Repeat the whole listing exactly, leaving nothing out.

━━━━━ Data shown

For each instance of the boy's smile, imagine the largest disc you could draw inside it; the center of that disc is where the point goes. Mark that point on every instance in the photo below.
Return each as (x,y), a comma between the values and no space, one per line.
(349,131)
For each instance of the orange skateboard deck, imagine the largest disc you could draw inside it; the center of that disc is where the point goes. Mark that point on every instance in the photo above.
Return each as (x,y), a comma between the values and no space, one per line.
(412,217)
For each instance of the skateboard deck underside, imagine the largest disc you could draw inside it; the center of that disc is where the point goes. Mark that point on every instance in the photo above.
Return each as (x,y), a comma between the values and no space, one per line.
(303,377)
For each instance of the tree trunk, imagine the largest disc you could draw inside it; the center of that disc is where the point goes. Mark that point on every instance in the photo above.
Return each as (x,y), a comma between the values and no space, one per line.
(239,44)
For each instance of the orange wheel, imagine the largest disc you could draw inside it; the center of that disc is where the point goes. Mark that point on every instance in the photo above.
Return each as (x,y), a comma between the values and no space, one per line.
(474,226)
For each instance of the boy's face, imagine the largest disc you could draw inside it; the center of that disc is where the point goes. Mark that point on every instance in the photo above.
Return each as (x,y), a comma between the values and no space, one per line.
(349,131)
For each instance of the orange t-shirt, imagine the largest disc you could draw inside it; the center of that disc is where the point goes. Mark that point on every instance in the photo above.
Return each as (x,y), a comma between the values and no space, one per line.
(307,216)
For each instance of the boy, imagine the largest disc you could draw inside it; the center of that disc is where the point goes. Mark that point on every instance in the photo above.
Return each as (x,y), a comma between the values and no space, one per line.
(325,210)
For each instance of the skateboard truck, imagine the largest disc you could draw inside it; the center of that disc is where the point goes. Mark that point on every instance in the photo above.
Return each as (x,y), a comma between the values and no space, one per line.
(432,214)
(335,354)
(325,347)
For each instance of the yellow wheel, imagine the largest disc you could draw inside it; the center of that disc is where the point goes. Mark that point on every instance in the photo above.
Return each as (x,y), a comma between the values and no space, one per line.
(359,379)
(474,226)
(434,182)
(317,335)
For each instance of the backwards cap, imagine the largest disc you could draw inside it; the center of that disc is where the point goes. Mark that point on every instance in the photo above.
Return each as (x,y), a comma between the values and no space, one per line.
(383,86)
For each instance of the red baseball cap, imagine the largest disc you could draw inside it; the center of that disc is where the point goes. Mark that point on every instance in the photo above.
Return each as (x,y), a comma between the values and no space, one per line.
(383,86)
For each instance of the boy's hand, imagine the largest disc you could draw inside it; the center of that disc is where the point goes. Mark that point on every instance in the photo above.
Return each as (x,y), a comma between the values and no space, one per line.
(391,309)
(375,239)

━━━━━━━━━━

| Exercise response |
For each instance of the boy's smile, imagine the largest disc you could draw inside it; the center of that disc is where the point goes. Mark that point on every instance in the photo below.
Return each as (x,y), a comma between the values and no space, one per line.
(349,131)
For each instance of the orange skateboard deck, imagine the largest disc you could draw inside it; the center of that disc is where the point goes. Mark that point on every instance in the photo above.
Return each as (x,y), a comma between the values and no space, one per line.
(412,217)
For each instance of the skateboard deck underside, imagine the largest disc you could draw inside it; the center of that disc is where the point goes. Mark that point on every instance in the photo above.
Return each as (x,y), a comma between the values and no space, one per line.
(303,377)
For each instance of the tree trunk, imagine the largest disc you could draw inside it; the center of that disc is where the point goes. Mark that point on every instance in the photo above.
Return each as (x,y), a comma between the values and no space, one per line.
(239,44)
For each instance of the orange wheel, imagine the largest disc you could draw inside it; the center of that disc is where the point goes. Mark that point on every instance in the photo above.
Return each as (x,y), a comma between the values and no space, one per line.
(474,226)
For each instance of the boy's face, imagine the largest disc you could draw inside it; the center of that disc is where the point goes. Mark that point on every instance in the photo above.
Return each as (x,y), a comma between the values and no space, one per line.
(349,131)
For each instance of the orange t-shirt, imagine the largest disc you could draw inside it; the center of that disc is where the point goes. Mark that point on every instance in the photo above.
Return each as (x,y), a comma between the values and no space, one per line.
(307,216)
For each instance of the boy, imagine the largest disc you could draw inside it; the center of that disc is where the point goes. Mark that point on every instance in the photo above.
Return each as (x,y), a comma between the values and no space, one per line.
(325,210)
For each instance of the skateboard truck, imagine the largest disc you could draw inside it; the center of that disc is where the point goes. Mark that point on every instance in the photo above.
Return each as (x,y), a comma between the values and no space, one per line.
(432,214)
(335,354)
(325,347)
For each instance of the yellow wheel, imagine the largest disc you could draw inside it; the center of that disc is where the point goes. Mark that point on every instance in the photo above.
Return each as (x,y), a comma between the values and no space, one per line.
(359,379)
(474,226)
(434,182)
(317,335)
For each instance of the backwards cap, imagine the largest disc you could draw inside it; the center of that disc is where the point goes. Mark that point on every instance in the photo above.
Return each as (x,y), a comma between the values and no space, one per line.
(383,86)
For each instance of the red baseball cap, imagine the largest disc you could draw inside it; the center of that disc is where the point goes. Mark that point on every instance in the photo above.
Return each as (x,y), a comma between the values and no space, one per line.
(383,86)
For each instance of the boy's hand, imagine the largest disc you could draw inside it; the center of that disc is where the point goes. Mark that point on every instance in the photo above.
Return each as (x,y), a comma between the values and no space, one per line.
(391,309)
(375,239)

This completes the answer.